━━ EXTRAIT DU DOCUMENT ━━

Il est inimaginable que les régions avec leur Agences de Santé ne puissent prévoir le nombre de médecins généralistes et de spécialistes à former en tenant compte de la convergence entre les outils numérique et ces nouvelles carrières infirmières. Nous allons droit dans le mur avec le sourire béat de ceux qui croient bien faire sans rien comprendre aux enjeux d’un univers technologique qui évolue à toute vitesse.
Le déploiement de cabinets secondaires dans les petites mairies ou les postes qui ferment, l’usage de cabinets médicaux mobiles qui sillonnent les campagnes et les banlieues à partir des milliers de maisons de santé, ces véritables hubs sanitaires de proximité que vous avez souhaité à juste titre ouvrir favorisera cette présence médicale sur tout le territoire national. La mutualisation des hélicoptères (armées, gendarmerie, pompiers, Samus, protection civile) capables de voler jour et nuit facilitera les transferts urgents vers les centres ultra spécialisés depuis le lieu l’accident ou de la maladie aiguë. Le déploiement prochain des voiture autonomes que vous avez annoncé, l’auto-prescription, à laquelle s’ajoute l’intégration plus forte des pharmaciens d’officine dans les soins, la prévention et l’éducation thérapeutique, bref, la globalité de ces moyens matériels et humains permettra de rendre les services en temps réel espérés par les populations. L’urgence est donc à la coordination et non pas à l’augmentation de personnels inutiles à terme.
Monsieur le Président, n’écoutez pas les sirènes de ceux qui défendent leurs petits boutiques privées ou publiques en regardant leurs pieds. Le plan Ma Santé2022 a du sens, du très bon sens et je l’ai salué publiquement, mais vouloir former plus de médecins est une hérésie que nous paierons très cher. Nous devrons à l’avenir former au maximum 8000 médecins dont 70% de généralistes et 30% de spécialistes. Nous devrons aussi réduire drastiquement le nombre d’actes inutiles et impulser la collaboration la plus étroite entre les professionnels. L’île de Molène (100 habitants l’hivers et six cents l’été) entre Brest et Ouessant n’a pas de médecin sur place mais deux infirmières qui se relaient 24h sur 24, le généraliste venant par bateau du Conquet chaque mardi après-midi. La télémédecine, la distribution de médicaments et les soins effectués par l’infirmière font le reste. En cas de gros pépin urgent le bateau de la SNSM ou l’hélicoptère transfère le patient vers le continent. Avez-vous déjà entendu les plaintes des habitants de l’île à travers le vent et les vagues ? Sans doute pas ! Alors, embarquons-nous sans état d’âme dans la vraie transformation des métiers de la santé et dans la mise à disposition des outils numériques de décision et de réalisation des prestation médicales. Les français vous en sauront gré.

━━━

CONSIGNE DE TRAVAIL A: D'après l'extrait sur l'organisation des soins, d'où et à quel moment le médecin généraliste se rend-il sur l'île de Molène ?
CONSIGNE DE TRAVAIL B: Recopiez, s'il vous plaît, le passage de l'extrait sur l'organisation des soins qui débute par « Il est inimaginable » et se poursuit jusqu'à « à toute vitesse. ».

━━ DONNÉES EXTRAITES ━━

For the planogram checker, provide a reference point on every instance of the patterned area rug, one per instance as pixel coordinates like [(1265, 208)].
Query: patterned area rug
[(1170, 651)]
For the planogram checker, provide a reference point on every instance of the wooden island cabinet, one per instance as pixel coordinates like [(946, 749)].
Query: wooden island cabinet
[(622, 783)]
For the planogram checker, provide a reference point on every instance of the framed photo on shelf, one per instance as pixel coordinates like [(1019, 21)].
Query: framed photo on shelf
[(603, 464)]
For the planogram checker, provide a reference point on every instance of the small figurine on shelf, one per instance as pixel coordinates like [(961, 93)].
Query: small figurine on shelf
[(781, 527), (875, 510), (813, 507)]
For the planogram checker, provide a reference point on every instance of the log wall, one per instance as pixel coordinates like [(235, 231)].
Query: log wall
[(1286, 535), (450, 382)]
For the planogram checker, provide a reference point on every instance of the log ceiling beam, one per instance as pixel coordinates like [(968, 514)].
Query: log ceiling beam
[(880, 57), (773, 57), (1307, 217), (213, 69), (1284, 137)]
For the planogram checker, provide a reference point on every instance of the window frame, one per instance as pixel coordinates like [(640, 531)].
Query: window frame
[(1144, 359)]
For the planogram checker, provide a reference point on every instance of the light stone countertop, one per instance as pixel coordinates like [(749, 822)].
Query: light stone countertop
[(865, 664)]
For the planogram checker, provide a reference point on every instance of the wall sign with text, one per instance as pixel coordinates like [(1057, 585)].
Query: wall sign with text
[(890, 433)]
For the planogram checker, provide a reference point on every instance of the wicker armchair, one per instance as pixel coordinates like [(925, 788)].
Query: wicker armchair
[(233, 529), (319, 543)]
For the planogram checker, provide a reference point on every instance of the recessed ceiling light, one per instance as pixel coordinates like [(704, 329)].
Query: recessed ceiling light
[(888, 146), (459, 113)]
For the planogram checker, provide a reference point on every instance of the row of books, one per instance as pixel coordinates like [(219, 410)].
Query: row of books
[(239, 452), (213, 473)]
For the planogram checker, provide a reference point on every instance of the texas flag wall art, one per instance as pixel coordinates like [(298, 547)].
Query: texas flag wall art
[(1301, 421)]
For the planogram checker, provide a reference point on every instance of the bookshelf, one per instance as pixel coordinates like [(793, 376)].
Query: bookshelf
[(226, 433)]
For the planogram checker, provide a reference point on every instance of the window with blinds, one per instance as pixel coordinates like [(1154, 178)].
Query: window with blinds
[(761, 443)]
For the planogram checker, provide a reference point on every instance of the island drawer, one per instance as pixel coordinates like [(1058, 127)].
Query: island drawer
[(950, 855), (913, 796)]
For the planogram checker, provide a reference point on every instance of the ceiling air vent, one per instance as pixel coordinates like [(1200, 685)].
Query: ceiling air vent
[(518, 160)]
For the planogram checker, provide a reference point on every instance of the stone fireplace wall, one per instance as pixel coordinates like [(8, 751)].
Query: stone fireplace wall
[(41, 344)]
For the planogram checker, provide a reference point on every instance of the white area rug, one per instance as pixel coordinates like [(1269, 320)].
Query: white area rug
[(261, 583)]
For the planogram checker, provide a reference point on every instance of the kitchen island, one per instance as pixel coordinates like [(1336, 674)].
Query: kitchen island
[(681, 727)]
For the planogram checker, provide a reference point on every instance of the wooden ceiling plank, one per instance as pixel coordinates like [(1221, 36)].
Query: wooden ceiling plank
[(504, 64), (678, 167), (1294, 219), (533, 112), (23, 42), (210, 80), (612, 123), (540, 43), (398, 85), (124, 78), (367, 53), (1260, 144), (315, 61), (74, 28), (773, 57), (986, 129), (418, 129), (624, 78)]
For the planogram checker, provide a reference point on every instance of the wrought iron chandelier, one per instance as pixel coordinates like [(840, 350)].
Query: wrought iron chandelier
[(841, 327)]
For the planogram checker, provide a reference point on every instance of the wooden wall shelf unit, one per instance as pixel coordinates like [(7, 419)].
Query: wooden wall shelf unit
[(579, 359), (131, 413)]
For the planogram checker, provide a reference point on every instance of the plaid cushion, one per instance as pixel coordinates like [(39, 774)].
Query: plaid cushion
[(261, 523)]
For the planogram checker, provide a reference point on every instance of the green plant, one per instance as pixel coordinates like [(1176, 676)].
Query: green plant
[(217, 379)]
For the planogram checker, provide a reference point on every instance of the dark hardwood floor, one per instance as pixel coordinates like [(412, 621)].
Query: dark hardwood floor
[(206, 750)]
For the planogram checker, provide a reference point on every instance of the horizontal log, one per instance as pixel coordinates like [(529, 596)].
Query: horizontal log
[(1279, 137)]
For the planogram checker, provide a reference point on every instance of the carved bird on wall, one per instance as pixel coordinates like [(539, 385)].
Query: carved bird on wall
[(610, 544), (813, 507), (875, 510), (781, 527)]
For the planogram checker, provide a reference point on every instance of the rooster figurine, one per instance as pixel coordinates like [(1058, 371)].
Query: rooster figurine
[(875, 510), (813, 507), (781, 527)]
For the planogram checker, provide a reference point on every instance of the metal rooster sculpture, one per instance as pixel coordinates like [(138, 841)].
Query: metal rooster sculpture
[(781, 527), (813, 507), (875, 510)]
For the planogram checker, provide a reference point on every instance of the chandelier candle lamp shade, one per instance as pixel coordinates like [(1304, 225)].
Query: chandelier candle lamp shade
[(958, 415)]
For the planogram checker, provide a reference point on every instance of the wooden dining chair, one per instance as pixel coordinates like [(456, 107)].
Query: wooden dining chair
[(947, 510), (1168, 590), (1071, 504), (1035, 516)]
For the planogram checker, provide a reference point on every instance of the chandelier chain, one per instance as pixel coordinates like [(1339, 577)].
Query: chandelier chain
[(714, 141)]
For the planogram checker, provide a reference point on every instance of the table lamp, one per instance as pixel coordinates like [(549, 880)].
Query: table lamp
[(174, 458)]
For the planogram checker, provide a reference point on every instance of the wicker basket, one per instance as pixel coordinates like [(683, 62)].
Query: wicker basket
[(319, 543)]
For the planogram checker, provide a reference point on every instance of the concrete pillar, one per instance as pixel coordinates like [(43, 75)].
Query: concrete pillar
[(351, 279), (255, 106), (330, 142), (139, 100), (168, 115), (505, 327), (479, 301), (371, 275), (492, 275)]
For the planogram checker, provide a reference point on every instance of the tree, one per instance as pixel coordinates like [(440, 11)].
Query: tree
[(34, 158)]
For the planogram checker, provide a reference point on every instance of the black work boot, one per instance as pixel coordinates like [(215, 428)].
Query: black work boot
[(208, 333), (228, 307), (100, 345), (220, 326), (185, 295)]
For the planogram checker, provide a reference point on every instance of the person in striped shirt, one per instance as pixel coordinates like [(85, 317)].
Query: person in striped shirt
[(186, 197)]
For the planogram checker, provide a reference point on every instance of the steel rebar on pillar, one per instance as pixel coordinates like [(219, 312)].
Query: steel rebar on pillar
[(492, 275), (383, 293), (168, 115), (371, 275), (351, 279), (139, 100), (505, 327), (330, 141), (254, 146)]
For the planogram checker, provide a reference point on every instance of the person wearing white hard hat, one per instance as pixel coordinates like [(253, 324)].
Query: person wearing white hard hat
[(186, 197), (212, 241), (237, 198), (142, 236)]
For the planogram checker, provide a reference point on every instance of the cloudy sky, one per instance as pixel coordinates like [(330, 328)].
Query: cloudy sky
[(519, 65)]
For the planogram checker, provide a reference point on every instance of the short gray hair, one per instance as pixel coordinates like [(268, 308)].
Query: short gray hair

━━━

RÉPONSE RÉDIGÉE A: Il vient du Conquet par bateau, chaque mardi après-midi.

RÉPONSE RÉDIGÉE B:
Il est inimaginable que les régions avec leur Agences de Santé ne puissent prévoir le nombre de médecins généralistes et de spécialistes à former en tenant compte de la convergence entre les outils numérique et ces nouvelles carrières infirmières. Nous allons droit dans le mur avec le sourire béat de ceux qui croient bien faire sans rien comprendre aux enjeux d’un univers technologique qui évolue à toute vitesse.